Work to be completed: Copy every line of the records below verbatim, omitting the pictures from your answer.

Data excerpts:
** start **
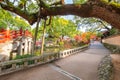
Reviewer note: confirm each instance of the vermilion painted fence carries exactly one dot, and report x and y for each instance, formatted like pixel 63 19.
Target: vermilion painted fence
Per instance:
pixel 6 35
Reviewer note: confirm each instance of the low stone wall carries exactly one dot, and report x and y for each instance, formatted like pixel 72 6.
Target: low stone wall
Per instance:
pixel 16 65
pixel 105 69
pixel 113 40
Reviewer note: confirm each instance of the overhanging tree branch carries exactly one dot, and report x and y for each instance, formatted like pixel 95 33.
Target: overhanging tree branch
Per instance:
pixel 93 8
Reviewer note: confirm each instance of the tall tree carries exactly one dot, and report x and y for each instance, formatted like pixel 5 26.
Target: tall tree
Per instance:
pixel 103 9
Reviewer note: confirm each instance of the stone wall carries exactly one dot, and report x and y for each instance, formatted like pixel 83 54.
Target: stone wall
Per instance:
pixel 113 40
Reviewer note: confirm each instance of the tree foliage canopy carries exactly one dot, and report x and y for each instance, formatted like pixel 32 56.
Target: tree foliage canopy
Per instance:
pixel 28 9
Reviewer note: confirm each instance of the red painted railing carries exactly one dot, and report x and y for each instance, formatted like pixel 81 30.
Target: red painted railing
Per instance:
pixel 6 35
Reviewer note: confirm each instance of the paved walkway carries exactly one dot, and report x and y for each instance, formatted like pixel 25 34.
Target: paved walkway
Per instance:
pixel 82 66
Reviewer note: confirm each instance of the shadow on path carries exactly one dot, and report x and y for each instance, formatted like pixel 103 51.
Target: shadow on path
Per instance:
pixel 80 66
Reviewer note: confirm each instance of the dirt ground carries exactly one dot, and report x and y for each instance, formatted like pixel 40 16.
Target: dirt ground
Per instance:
pixel 116 64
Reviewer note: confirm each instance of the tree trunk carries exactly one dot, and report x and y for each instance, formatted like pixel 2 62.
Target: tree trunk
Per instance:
pixel 36 31
pixel 43 38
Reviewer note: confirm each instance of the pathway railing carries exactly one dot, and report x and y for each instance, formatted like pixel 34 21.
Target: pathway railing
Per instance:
pixel 15 65
pixel 6 35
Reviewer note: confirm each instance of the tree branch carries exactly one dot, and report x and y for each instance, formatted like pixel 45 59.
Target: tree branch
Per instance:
pixel 29 17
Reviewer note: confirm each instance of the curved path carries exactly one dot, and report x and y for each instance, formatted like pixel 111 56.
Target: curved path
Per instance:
pixel 82 66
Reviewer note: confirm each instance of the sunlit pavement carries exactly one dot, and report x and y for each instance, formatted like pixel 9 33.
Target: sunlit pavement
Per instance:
pixel 82 66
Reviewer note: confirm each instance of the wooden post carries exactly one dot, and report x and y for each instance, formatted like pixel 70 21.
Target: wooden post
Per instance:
pixel 20 48
pixel 0 68
pixel 36 30
pixel 26 46
pixel 43 37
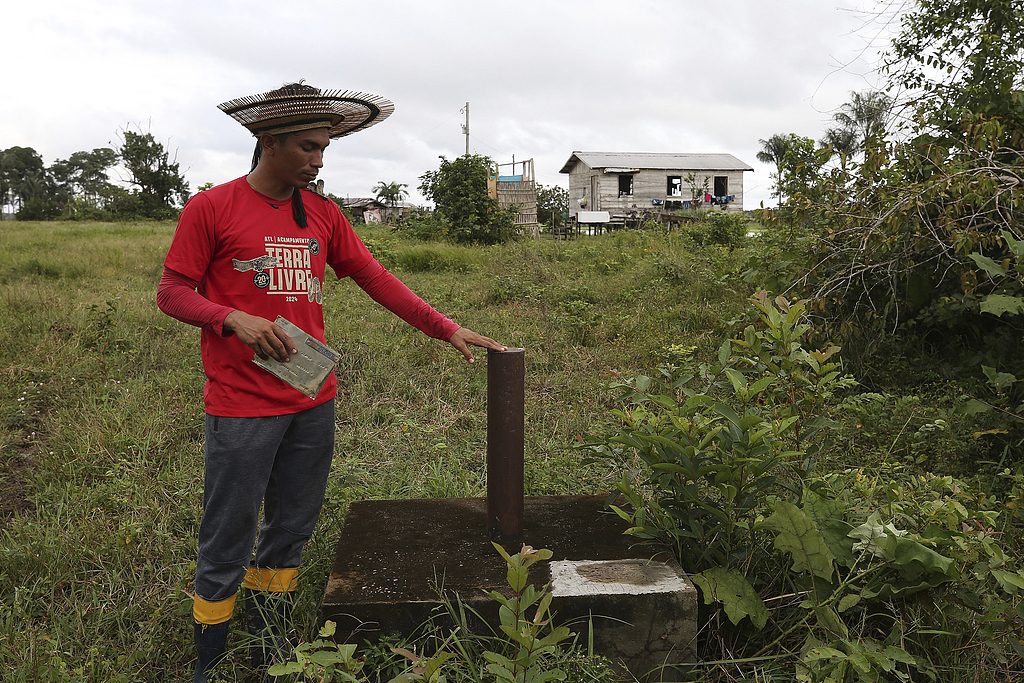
** end **
Answer to the exercise:
Reviewer note: confirm each instance of the vermilion painted fence carries exactly one dot, and report x and y for each instance, formatted like pixel 63 19.
Target: vermilion painted fence
Per instance:
pixel 6 35
Reviewer note: confirm each instance of the low stone wall carries exactly one dot, and report x and y for each instance, formatted like pixel 72 6.
Target: low stone wall
Per instance:
pixel 16 65
pixel 105 69
pixel 113 40
Reviewer note: confirm each instance of the overhanging tree branch carries exactly one dot, and report x and y for each instance, formatted like pixel 95 33.
Target: overhanging tree branch
Per instance:
pixel 93 8
Reviewer note: confirm each instance of the tall tree carries exactly one dot, and report x and y for each instance, formatted like pixel 5 26.
Target: tall tree
Per instance:
pixel 103 9
Reviewer note: confirm each instance of the stone wall carries exactly one dot, and report x and y for each instance, formatted like pixel 83 54.
Target: stone wall
Per instance:
pixel 113 40
Reviewer note: confirm each instance of the tree foliage canopy carries exactly one dot, and report x and y for each instance, formatted like pixel 32 56.
Target: tree foliage canopy
Per instance:
pixel 28 9
Reviewer note: confirm each instance of the red painted railing carries exactly one dot, and report x and y for each instance, formatted like pixel 81 30.
Target: red painted railing
Per instance:
pixel 6 35
Reviewer note: confirm each instance of the paved walkway carries exactly one dot, and report x and y for each instance, formatted like pixel 25 34.
Target: paved walkway
Per instance:
pixel 82 66
Reviewer note: confirm each instance of the shadow on path carries exactly one dot, and report x and y for each instance, formatted like pixel 103 51.
Target: shadow on path
Per instance:
pixel 80 66
Reviewer note: confirm each instance of the dirt ground carries exactly one dot, and report x and y for each instance, formatted like pixel 40 16.
Target: dirt ground
Per instance:
pixel 116 64
Reviewer note: confirm each instance of the tree trunk carries exactly one dot, and report x and y for each instance, formatted like pixel 2 62.
Target: tree trunk
Per instance:
pixel 36 31
pixel 43 38
Reviewer note: confirm each instance of the pathway railing carries exactly one dot, and report x and y for each instance, formatted like pixel 34 21.
Target: pathway railing
Per instance:
pixel 15 65
pixel 6 35
Reviewer note: confirm each instance of the tree branch carries exactly one dot, and report x and y for each instance, formatted like pixel 45 59.
Target: tree branch
Per instance:
pixel 29 17
Reviewer note: confirm each instance of the curved path carries exactly one dot, and report x and y for each instance, formatted like pixel 111 56.
Target: curved path
Per instance:
pixel 82 66
Reviewer note: confirm each instance of the sunlit pavement carries exactly one dot, and report x and y for each instance, formatted like pixel 9 33.
Target: sunlit pavement
Per instance:
pixel 82 66
Reviewer note: confirm each instance of the wooden post carries exactly one dot, and report x and y for each instance, formatted like pixel 70 21.
Target: wooden post
Per instance:
pixel 20 48
pixel 0 68
pixel 36 30
pixel 26 46
pixel 43 37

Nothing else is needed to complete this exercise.